■ TASK BRIEF ■
Output each entry exactly; skip nothing.
══ EXERCISE DATA ══
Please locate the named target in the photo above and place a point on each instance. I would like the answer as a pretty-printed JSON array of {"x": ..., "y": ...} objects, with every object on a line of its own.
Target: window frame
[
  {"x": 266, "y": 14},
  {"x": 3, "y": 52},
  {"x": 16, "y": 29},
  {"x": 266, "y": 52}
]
═══
■ THE ANSWER ■
Please locate the named target in the photo above and place a point on each instance. I would like the answer as a pretty-printed JSON array of {"x": ..., "y": ...} objects, with every object on a line of its own.
Target: window frame
[
  {"x": 266, "y": 14},
  {"x": 3, "y": 52},
  {"x": 16, "y": 29},
  {"x": 266, "y": 52}
]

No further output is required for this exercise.